(TASK OBJECTIVE): Could you please repeat all of the entries exactly as written?

[Data excerpts]
────────

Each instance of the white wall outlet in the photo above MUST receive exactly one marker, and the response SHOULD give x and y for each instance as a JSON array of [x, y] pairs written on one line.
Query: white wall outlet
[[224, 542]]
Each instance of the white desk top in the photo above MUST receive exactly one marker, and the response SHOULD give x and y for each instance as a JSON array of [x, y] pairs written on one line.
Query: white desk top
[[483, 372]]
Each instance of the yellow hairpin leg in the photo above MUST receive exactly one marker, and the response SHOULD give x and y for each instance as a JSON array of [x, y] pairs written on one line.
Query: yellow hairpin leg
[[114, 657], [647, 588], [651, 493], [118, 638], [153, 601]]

────────

(SOLUTION):
Each instance of the white wall outlet in the photo above MUST receive exactly one marker, and the response SHOULD give x and y for each instance as a JSON array of [x, y] pairs written on one line.
Query: white wall outlet
[[224, 542]]
Each instance of the white desk top in the photo above MUST receive exactly one marker, and the response SHOULD give x and y for each instance as a JSON array of [x, y] pairs written on one line.
Query: white desk top
[[483, 372]]
Each instance of the yellow hairpin leg in the photo above MUST receive exactly one marker, and the response SHOULD give x and y for each instance as a JSON array of [x, y] pairs written on one line.
Query: yellow hairpin leg
[[114, 657], [647, 588], [651, 493], [118, 638], [153, 601]]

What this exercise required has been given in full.